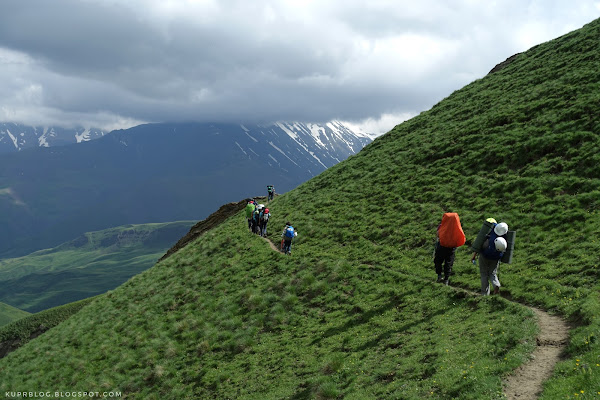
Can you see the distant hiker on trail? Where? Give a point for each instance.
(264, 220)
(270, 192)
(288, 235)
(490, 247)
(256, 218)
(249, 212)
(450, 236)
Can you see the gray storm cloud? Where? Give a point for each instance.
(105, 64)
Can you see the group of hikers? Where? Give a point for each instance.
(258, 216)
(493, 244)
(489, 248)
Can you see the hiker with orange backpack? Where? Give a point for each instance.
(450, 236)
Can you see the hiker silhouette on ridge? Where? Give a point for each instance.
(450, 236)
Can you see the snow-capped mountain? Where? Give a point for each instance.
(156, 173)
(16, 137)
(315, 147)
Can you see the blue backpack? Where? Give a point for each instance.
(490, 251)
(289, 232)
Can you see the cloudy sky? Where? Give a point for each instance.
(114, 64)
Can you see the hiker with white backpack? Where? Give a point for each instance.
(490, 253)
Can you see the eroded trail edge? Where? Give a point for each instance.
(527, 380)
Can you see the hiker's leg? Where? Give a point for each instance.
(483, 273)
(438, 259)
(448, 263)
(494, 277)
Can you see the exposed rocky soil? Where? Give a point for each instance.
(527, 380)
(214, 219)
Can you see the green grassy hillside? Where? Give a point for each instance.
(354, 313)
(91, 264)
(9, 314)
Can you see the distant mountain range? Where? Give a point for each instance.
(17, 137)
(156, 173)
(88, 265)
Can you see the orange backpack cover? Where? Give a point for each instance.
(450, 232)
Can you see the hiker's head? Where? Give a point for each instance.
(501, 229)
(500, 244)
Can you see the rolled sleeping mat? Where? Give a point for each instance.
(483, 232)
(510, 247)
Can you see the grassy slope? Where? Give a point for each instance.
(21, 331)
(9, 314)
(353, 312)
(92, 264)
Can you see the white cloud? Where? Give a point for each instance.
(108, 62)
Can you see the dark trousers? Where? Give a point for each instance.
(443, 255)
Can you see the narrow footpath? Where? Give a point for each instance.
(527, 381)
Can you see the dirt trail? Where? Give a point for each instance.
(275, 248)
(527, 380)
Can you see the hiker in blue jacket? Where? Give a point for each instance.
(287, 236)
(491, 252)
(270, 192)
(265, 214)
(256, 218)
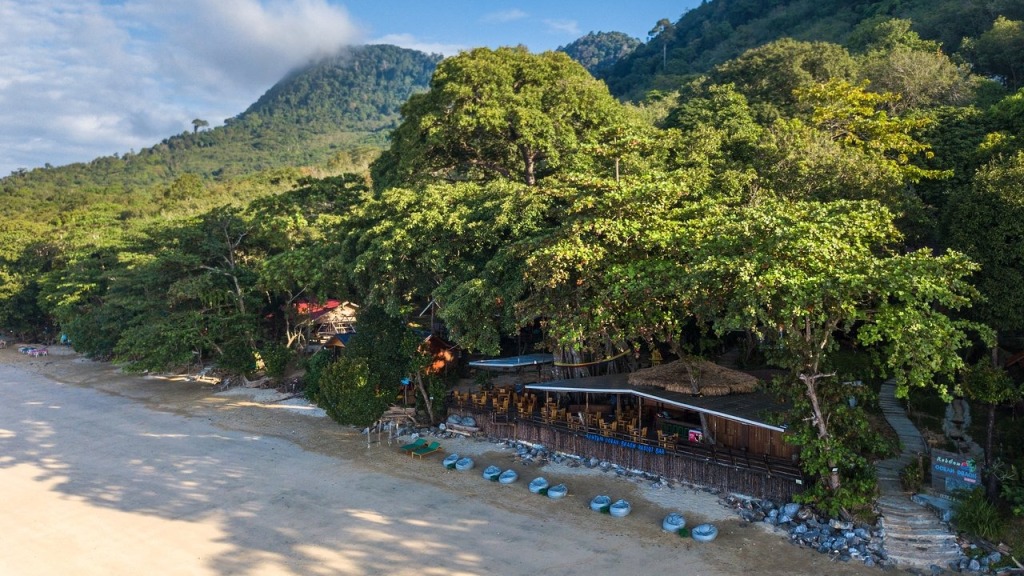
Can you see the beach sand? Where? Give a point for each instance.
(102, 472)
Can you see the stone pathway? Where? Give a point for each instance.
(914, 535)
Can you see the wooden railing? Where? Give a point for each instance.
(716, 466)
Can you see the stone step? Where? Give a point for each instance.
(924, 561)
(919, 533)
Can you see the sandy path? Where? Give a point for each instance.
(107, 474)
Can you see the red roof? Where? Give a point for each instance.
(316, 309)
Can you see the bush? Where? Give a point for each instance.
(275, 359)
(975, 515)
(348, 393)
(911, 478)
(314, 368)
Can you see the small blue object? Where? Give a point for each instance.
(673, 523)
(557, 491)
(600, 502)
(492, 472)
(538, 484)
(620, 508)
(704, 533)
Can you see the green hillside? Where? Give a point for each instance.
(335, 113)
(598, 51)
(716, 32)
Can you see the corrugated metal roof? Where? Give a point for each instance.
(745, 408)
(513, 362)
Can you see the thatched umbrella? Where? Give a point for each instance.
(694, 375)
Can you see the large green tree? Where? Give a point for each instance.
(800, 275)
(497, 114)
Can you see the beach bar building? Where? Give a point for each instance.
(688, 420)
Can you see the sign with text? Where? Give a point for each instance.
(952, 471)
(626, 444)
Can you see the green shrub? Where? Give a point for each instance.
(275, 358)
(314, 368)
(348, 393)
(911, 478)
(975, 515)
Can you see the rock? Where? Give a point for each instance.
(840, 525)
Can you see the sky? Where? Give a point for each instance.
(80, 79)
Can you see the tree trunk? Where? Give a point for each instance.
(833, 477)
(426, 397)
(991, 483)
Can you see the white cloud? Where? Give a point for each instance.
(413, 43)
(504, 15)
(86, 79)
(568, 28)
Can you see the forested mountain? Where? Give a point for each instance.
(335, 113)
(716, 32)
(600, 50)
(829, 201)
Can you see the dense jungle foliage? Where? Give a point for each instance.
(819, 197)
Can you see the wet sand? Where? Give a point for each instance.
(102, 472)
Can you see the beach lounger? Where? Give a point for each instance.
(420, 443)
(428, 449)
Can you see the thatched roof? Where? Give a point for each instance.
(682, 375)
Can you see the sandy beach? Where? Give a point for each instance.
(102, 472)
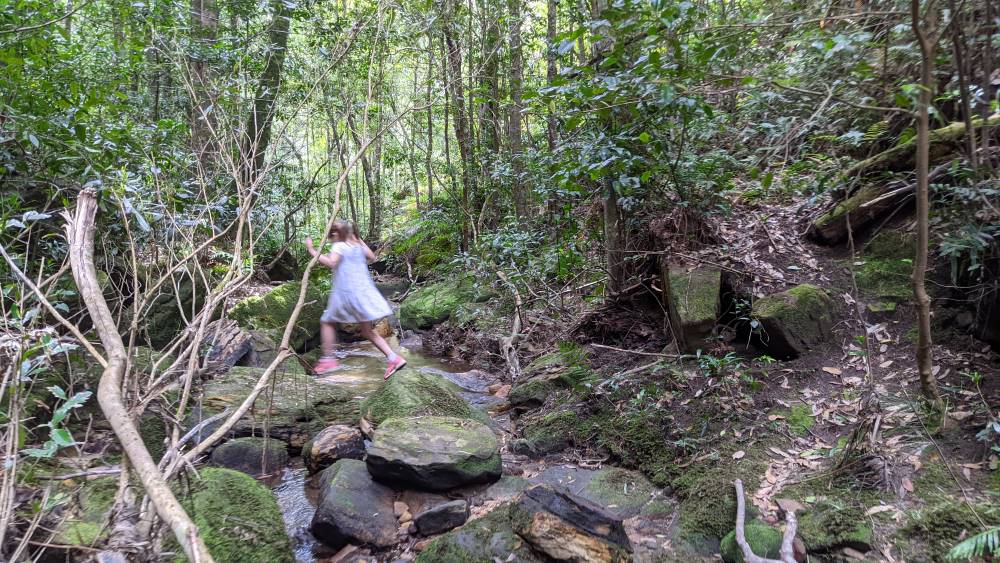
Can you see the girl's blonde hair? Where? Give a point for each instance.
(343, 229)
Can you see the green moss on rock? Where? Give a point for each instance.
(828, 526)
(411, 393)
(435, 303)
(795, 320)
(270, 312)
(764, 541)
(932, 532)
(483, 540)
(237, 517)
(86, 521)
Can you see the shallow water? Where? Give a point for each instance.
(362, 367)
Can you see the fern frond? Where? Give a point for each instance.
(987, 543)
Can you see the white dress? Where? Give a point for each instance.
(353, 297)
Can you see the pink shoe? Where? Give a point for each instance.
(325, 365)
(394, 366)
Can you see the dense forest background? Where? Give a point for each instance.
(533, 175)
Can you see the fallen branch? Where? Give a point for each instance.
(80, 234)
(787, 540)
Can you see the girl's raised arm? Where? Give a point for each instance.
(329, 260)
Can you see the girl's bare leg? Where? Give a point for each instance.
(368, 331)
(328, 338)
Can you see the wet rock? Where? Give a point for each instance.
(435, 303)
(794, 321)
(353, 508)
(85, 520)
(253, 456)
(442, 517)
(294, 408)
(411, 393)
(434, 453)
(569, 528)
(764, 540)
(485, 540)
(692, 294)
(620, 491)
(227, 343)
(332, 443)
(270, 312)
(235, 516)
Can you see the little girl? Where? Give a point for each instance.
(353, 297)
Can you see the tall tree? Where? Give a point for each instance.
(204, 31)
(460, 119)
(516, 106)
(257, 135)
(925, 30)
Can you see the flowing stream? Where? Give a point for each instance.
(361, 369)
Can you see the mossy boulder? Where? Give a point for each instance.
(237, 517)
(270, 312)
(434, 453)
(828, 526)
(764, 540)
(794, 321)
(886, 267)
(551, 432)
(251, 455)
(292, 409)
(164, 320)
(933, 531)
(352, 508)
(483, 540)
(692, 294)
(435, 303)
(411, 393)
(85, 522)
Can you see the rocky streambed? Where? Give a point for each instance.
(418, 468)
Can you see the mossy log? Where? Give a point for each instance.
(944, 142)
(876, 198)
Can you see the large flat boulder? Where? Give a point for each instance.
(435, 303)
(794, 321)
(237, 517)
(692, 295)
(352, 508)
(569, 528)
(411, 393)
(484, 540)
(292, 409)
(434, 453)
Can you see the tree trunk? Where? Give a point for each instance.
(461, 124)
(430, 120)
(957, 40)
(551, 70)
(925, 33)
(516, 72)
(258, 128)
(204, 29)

## Activity
An exact retyping of the material, minus the pictures, is the required answer.

## Result below
Can you see the distant hiker on trail? Where? Give a point for each instance.
(264, 220)
(270, 192)
(288, 235)
(490, 247)
(256, 218)
(249, 212)
(450, 236)
Can you see the gray storm cloud? Where? Give a point for each instance.
(105, 64)
Can you see the group of hikers? Where? Give a point for each instance.
(258, 216)
(493, 244)
(489, 248)
Can you see the hiker with orange backpack? Where? Give a point for each instance.
(450, 236)
Can you see the hiker silhouette on ridge? Where? Give a point for each instance.
(450, 236)
Can you see the snow-capped mountain? Where? Give a point for each instance.
(156, 173)
(16, 137)
(315, 147)
Can you see the blue backpack? Where? Give a point for each instance.
(490, 251)
(289, 232)
Can you see the cloudy sky? Where? Give a point for each instance.
(114, 64)
Can you see the hiker with white backpack? Where? Give a point for each instance.
(490, 253)
Can you see the eroded trail edge? Where? Give a point for each instance.
(527, 380)
Can you see the hiker's leg? Where? Give a point for each instance.
(483, 273)
(438, 259)
(448, 263)
(494, 277)
Can you see the exposed rocky soil? Where? Give a point for each instance.
(527, 380)
(214, 219)
Can you see the green grassy hillside? Where? Give a point for each instance.
(354, 313)
(91, 264)
(9, 314)
Can you see the distant mountain range? Where? Give a point for each instance.
(17, 137)
(156, 173)
(88, 265)
Can you see the orange backpack cover? Where? Give a point for each instance.
(450, 232)
Can you see the hiker's head? Where? Give a point for each instance.
(501, 229)
(500, 244)
Can you see the rolled sleeping mat? Where? Give a point for each instance.
(483, 232)
(510, 247)
Can you see the grassy slope? Where? Give a point for each instance.
(21, 331)
(9, 314)
(353, 312)
(92, 264)
Can you see the white cloud? Where? Give a point for each instance.
(108, 62)
Can you see the dark trousers? Where? Give a point for each instance.
(443, 255)
Can you see the narrow footpath? Where? Give a point for each instance.
(527, 381)
Can you see the dirt trail? Where? Give a point for each instance.
(275, 248)
(527, 380)
Can you see the hiker in blue jacket? Where? Give a point for each instance.
(287, 236)
(491, 252)
(270, 192)
(265, 214)
(256, 218)
Can you see the beach sand? Where? Give a point for each instance.
(102, 472)
Can you see the stone pathway? Where? Give a point for each instance.
(914, 535)
Can you see the wooden railing? Where? Give a point for each instance.
(716, 466)
Can you see the stone step? Where? Give a point for each instance.
(924, 561)
(919, 533)
Can you see the sandy path? Where? Give a point for each instance.
(107, 474)
Can you see the red roof? Where? Give a point for each instance.
(316, 309)
Can you see the bush? Where? Give a point for each instance.
(275, 359)
(975, 515)
(348, 393)
(911, 478)
(314, 368)
Can you see the small blue object? Where? Give a point for each instance.
(673, 523)
(557, 491)
(600, 502)
(492, 472)
(538, 484)
(620, 508)
(704, 533)
Can you see the green hillside? Where? Give a point for each instance.
(335, 113)
(598, 51)
(716, 32)
Can you see the corrugated metal roof? Where? Give a point for each instance.
(745, 408)
(513, 362)
Can you see the thatched umbrella? Where? Give a point for each instance.
(694, 375)
Can you see the large green tree? Where? Give a point for each instance.
(800, 275)
(497, 114)
Can you see the beach bar building? Where? Give a point for each instance.
(688, 420)
Can you see the sign with text? Where? Give a point for each instance.
(952, 471)
(626, 444)
Can you see the green shrub? Where? Give a point for each instance.
(275, 358)
(314, 368)
(348, 393)
(911, 478)
(975, 515)
Can you see the rock? Where? Give a point for each instance.
(840, 525)
Can you see the sky? Where? Give a point for each instance.
(80, 79)
Can you see the tree trunk? Where? Give a point for each instance.
(833, 477)
(426, 397)
(991, 483)
Can you see the white cloud? Where? Give a point for each instance.
(413, 43)
(504, 15)
(86, 79)
(568, 28)
Can you see the forested mountain? Where? Give a point for each instance.
(335, 113)
(716, 32)
(600, 50)
(829, 201)
Can you see the dense jungle foliage? Where? Give a point for each instance.
(819, 197)
Can you see the wet sand? Where? Give a point for each instance.
(102, 472)
Can you see the beach lounger? Where? Give a point for each instance.
(420, 443)
(428, 449)
Can you see the thatched roof? Where? Give a point for each instance.
(682, 375)
Can you see the sandy beach? Where? Give a point for each instance.
(102, 472)
Can you see the girl's blonde hair? Where? Give a point for each instance.
(343, 229)
Can you see the green moss on rock? Where? Give a point for each instance.
(828, 526)
(411, 393)
(435, 303)
(795, 320)
(270, 312)
(764, 541)
(932, 532)
(483, 540)
(237, 517)
(86, 521)
Can you see the shallow water? Where? Give a point for each instance.
(362, 367)
Can you see the fern frond? Where? Give a point for each instance.
(987, 543)
Can you see the white dress? Where? Give a point for each instance.
(353, 297)
Can you see the pink shoe? Where? Give a point for each instance.
(325, 365)
(394, 366)
Can you see the dense forest background? Where? Give a point for each instance.
(533, 175)
Can you see the fallen branch? Where? Give a point for each instance.
(80, 234)
(787, 540)
Can you see the girl's raised arm? Where? Give a point for each instance.
(329, 260)
Can you see the girl's bare leg? Where? Give a point for each instance.
(368, 331)
(328, 338)
Can you see the wet rock? Where? Give a point for each instance.
(435, 303)
(794, 321)
(353, 508)
(85, 520)
(253, 456)
(442, 517)
(294, 408)
(411, 393)
(434, 453)
(569, 528)
(764, 540)
(485, 540)
(692, 294)
(620, 491)
(227, 343)
(332, 443)
(270, 312)
(235, 516)
Can you see the little girl? Where? Give a point for each instance.
(353, 297)
Can you see the tall tree? Where? Give a point for each instance.
(204, 31)
(460, 119)
(516, 106)
(257, 135)
(925, 30)
Can you see the flowing stream? Where? Give a point for each instance.
(361, 369)
Can you see the mossy boulder? Where? Give a point for each instance.
(237, 517)
(270, 312)
(434, 453)
(828, 526)
(764, 540)
(794, 321)
(886, 267)
(551, 432)
(251, 455)
(292, 409)
(164, 320)
(933, 531)
(352, 508)
(483, 540)
(692, 294)
(435, 303)
(411, 393)
(85, 522)
Can you see the rocky streambed? Where? Give a point for each instance.
(418, 468)
Can you see the mossy log? Where? Give a point for each instance.
(944, 142)
(876, 198)
Can you see the large flat boulder? Where? Give a point for each instance.
(435, 303)
(794, 321)
(237, 517)
(692, 295)
(352, 508)
(569, 528)
(411, 393)
(484, 540)
(292, 409)
(434, 453)
Can you see the tree trunk? Where? Give a point for each instance.
(461, 124)
(430, 120)
(957, 40)
(551, 70)
(925, 33)
(516, 72)
(258, 128)
(204, 29)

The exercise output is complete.